Reading passage:
######

A: The main purpose these rather formal meetings of specialists serves is making introductions between persons with similar interests. Of course, academic dialogue furthers intellectual clarity, which if vital for good communication. They are, however, of little use in interfaith reconciliation if the contacts stop at this level. They can even be detrimental if the participants leave with the mistaken notion that deep, substantive change has occurred.
Q: Who do you think should be the partners in dialogue? Just religious ‘experts? Or others, too?
A: I believe it is absolutely essential for the partners in dialogue to include more than religious 'experts.' Most of the religious experts are already sensitive to the issues of interfaith reconciliation. If interfaith work does not address larger and more diverse constituencies, it is elitist and mostly ineffective. This is why my sponsors and I during my stay at Aligarh made every effort for me to have contact with the student body as well as faculty during my stay. The theology faculty sent contingents of four or five students to eat with me at every meal. I gave a standing invitation for anyone who wished to visit me in my room at certain times of day. We provided forty-five minutes at the end of every formal presentation for open dialogue about any subject the audience chose to address. Finally, and perhaps most importantly, we constantly urged students to form diverse interfaith dialogue groups on their own, independent of university sponsorship. If that happens, it will probably be the most influential consequence of our efforts there.
Q: In your view, should the focus of such dialogue be on religious beliefs, tenets etc., or should it also include exploring ways in which people of different faiths can work together to deal with issues of common concern—such as war and peace, communal conflict, poverty and environmental destruction etc.?
A: Without question, interfaith dialogue must include exploring ways different faiths can work together on issues of common concern. A serious limitation of much interfaith work is the temptation to assume that doctrinal clarity can produce reconciliation. I am convinced by my experiences that intellectual debate about the truth or falsehood of religious doctrines should be preceded by affirming the common ground between faiths on social issues. If one begins any relationship with a discussion of the most controversial areas of disagreement, reconciliation is doomed from the start. No relationship is successful that asks new acquaintances to begin conversation with the areas of deepest disagreement between them. At Aligarh, I began every session with the acknowledgment that there are real differences between Islam and Christianity, but that we should begin our friendship with an emphasis on the things that both Jesus and Mohammed held dear: seeking peace, non-violence, and compassion for those without the basic resources for a decent life.
Q: Often, inter-religious dialogue efforts remain stuck in seminar halls and become a mere academic issue. How, in your view, can this sort of dialogue be brought out of the confines of the seminar hall and be made more broad-based and socially-engaged?
A: As I said earlier, academic and religious experts meeting in seminars and conferences are valuable, but real reconciliation will only take place when the mass of adherents come fact to face with each other in a non-threatening environment. One of my students, Corey Brown, sponsored an event for the United Nations World Harmony event. At this event their were opportunities for sharing one's religious experience one-on-one with persons of another faith. We played together. A meal was shared, and children were involved in activities such as learning to make Muslim head coverings at a booth set up by a local mosque. I have twice attended an American Thanksgiving dinner at the Atlantic Institute. At the first one, I explained the history of this non-religious civil holiday, while my wife was recruited on the spot in the kitchen to show how to carve the turkeys. The laughter in the kitchen produced long lasting friendships and were probably more effective for interfaith work than my “academic” lecture. Finally, I advocate small groups of diverse faiths coming together for any purpose—from cooking to hiking to painting--where interfaith relationships can begin that may later develop into deeper dialogues on other matters.

######

Dataset entries:
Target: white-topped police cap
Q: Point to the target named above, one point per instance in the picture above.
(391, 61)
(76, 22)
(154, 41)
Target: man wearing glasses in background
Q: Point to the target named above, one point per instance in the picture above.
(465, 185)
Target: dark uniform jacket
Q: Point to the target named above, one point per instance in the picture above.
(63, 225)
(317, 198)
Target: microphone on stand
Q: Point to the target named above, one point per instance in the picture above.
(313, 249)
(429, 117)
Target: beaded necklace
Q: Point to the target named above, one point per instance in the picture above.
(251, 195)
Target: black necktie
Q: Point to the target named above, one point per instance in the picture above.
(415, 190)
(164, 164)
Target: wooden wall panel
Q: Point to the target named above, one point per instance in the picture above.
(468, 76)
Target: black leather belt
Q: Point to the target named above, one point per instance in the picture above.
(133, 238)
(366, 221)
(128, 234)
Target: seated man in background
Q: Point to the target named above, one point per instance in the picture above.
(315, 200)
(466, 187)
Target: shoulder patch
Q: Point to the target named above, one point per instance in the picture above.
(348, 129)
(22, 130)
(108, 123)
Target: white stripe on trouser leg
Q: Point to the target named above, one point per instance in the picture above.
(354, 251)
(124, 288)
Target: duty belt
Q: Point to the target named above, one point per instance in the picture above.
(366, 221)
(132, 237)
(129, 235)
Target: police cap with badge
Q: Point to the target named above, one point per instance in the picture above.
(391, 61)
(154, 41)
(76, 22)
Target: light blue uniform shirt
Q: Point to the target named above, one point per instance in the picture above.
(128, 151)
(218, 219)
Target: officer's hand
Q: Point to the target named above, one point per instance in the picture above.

######

What the task requires:
Write out everything in the interfaith dialogue interview from "A: The main" down to "Or others, too?". The records are separate material and have no connection to the interfaith dialogue interview.

Full answer:
A: The main purpose these rather formal meetings of specialists serves is making introductions between persons with similar interests. Of course, academic dialogue furthers intellectual clarity, which if vital for good communication. They are, however, of little use in interfaith reconciliation if the contacts stop at this level. They can even be detrimental if the participants leave with the mistaken notion that deep, substantive change has occurred.
Q: Who do you think should be the partners in dialogue? Just religious ‘experts? Or others, too?